Depending on location and infrastructure, renewable forms of energy like wind power are often at least half as expensive as coal and other nonrenewables. In fact, 39% of today’s proof-of-work miners use renewable energy to power their mining efforts, and the desire to reduce energy costs in mining is already driving new and creative investments in renewable energy. The tie between renewable energy and the proliferation of crypto mining can be seen in renewables-rich countries like Iceland, where a purely geothermal and hydroelectric power grid drives down energy costs for crypto miners. Other renewable-rich and crypto-friendly states are taking this synergy to what we might even call a green extreme, because it’s both financially and environmentally sustainable.

Shortly after becoming the first global state to accept Bitcoin as legal tender, El Salvador and ts government leveraged the geothermal energy of volcanoes to power their mining hardware. Although the financial results of Bitcoin adoption have not been as positive as the country hoped, their steps toward sustainability could inspire several others. Even in energy economies that haven’t fully adopted renewable energy, crypto mining has found a role in stabilizing energy grids. Bitcoin batteries involve using surplus nonrenewable energy to mine bitcoin. This not only balances energy grids but also frees up excess capital for reinvestment in renewables.

As other global communities begin to follow suit and find other creative means of sourcing energy for mining, the costs behind the seemingly unsustainable practice of proof-of-work mining may become a much smaller concern. Like any other nascent technology, renewable energies will continue to improve as investment and research progress. Consider the journey that solar panel technology has made: The modern-day solar panel is 47.1% efficient in harvesting sunlight, while the first solar panel produced was barely able to achieve 14% efficiency. While 47.1% is not a passing grade in most contexts, each fraction of a percent in efficiency improvement is a decrease in energy production costs. This, in turn, leads to an increase in profit for miners, and even more encouragement to continue investment in renewables. Of course, this trend towards cheaper and greener energy isn’t just important to profit-hungry miners.

As more governments, companies, and communities invest in renewables, green energy will continue to be more efficient at lower costs, creating a virtuous cycle of further investment by miners and others. In other words, Bitcoin itself can provide the incentive to create more renewable grids. Though widely criticized as a burden on our planet’s power grid and ecology, blockchain mining is poised to change. More sustainable methodologies have come to the forefront, and more renewable energies are becoming viable sources for mining. As investment grows in both cryptocurrency and renewable energy, blockchain solutions can continue to disrupt our world’s financial models without disrupting its climate. The race is on for a more energy-efficient future of mining.

▸ What you should do
According to the passage on crypto mining and renewable energy, what share of today's proof-of-work miners use renewable energy for their mining?

▸ Dataset extract
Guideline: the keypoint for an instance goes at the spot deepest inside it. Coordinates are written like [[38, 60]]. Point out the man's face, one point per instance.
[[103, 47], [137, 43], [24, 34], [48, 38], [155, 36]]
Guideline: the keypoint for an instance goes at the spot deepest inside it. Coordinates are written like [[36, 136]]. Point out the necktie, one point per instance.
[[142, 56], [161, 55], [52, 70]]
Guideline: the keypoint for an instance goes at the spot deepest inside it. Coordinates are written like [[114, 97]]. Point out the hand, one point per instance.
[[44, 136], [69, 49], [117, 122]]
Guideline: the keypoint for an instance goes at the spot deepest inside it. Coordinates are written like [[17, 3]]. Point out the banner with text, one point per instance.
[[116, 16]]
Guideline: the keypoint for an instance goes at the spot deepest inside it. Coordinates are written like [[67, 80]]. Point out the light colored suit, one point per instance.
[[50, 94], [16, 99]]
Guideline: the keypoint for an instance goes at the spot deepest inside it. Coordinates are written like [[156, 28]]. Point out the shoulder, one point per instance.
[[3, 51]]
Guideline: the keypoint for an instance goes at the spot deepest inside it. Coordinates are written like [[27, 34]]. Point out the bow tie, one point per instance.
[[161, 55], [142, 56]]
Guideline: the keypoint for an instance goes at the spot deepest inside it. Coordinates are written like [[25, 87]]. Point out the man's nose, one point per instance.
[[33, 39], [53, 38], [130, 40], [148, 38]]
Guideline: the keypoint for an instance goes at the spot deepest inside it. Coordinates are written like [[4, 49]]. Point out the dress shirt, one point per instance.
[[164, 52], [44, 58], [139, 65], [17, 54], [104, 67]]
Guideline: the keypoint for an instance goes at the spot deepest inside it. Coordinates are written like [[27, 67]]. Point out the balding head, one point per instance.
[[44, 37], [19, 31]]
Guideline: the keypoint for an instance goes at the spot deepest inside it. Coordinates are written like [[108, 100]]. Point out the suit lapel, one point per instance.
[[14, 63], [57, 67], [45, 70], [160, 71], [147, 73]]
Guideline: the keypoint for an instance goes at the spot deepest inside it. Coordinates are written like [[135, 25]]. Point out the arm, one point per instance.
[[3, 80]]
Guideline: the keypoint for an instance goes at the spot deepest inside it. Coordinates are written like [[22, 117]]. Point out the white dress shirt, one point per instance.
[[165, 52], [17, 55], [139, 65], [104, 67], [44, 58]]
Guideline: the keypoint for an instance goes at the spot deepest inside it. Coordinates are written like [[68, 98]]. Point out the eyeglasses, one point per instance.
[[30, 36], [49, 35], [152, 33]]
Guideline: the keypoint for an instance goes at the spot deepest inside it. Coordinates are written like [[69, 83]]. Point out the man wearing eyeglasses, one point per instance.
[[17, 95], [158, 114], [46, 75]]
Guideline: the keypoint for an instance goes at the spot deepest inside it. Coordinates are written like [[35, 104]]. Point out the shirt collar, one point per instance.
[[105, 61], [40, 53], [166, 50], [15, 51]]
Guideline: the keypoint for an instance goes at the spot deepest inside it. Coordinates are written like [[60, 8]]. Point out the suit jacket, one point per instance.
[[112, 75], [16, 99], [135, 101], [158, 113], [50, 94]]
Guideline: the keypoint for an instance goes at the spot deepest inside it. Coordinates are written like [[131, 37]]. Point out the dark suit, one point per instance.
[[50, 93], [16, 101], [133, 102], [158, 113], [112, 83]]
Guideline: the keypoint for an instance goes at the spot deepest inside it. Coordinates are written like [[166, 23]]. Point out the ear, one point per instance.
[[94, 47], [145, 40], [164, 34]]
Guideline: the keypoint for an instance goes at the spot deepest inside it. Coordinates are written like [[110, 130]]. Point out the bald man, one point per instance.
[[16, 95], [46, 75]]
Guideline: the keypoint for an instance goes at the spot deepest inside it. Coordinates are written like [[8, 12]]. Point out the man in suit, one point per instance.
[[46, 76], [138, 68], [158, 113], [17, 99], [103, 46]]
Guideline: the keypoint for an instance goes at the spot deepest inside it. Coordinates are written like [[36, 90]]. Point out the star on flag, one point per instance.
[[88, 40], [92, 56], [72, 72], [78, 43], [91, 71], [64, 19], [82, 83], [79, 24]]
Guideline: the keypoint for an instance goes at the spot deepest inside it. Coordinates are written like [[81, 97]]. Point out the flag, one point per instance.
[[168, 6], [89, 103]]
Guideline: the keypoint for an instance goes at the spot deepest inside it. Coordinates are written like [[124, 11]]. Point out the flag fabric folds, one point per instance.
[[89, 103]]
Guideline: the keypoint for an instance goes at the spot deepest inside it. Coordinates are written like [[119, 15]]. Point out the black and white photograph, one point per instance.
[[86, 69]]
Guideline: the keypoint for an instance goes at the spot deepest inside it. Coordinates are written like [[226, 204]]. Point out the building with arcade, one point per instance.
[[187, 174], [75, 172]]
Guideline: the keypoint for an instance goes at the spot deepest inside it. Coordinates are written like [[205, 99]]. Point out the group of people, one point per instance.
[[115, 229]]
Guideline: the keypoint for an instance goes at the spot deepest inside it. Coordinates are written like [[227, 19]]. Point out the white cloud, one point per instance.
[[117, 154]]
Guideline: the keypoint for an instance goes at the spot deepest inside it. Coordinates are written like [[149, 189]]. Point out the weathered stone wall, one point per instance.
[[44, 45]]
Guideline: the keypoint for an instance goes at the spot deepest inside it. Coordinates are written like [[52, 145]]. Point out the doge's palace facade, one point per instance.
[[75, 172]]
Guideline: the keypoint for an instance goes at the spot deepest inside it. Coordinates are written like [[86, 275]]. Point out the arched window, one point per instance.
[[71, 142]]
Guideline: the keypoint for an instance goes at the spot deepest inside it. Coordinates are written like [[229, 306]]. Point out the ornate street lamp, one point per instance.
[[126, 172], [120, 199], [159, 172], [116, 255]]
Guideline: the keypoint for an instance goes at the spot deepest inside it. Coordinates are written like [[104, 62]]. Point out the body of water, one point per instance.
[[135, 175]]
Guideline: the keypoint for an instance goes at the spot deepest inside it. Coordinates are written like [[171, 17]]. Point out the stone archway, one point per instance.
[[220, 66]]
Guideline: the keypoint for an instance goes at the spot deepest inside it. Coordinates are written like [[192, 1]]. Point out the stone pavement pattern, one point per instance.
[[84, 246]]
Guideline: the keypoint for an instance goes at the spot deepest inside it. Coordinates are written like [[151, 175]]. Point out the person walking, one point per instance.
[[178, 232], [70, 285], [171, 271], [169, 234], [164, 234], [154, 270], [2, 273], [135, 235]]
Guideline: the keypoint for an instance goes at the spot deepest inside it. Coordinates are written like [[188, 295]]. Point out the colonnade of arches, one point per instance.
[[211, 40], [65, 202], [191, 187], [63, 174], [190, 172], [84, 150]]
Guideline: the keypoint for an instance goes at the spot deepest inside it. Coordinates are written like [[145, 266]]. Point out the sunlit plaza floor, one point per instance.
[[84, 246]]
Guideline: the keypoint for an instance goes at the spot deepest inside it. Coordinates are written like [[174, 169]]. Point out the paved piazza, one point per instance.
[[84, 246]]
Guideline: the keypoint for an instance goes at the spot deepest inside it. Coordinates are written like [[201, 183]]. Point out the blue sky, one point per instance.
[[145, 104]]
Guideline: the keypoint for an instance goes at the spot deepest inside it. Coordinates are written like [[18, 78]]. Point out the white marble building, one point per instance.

▸ Answer to the problem
39%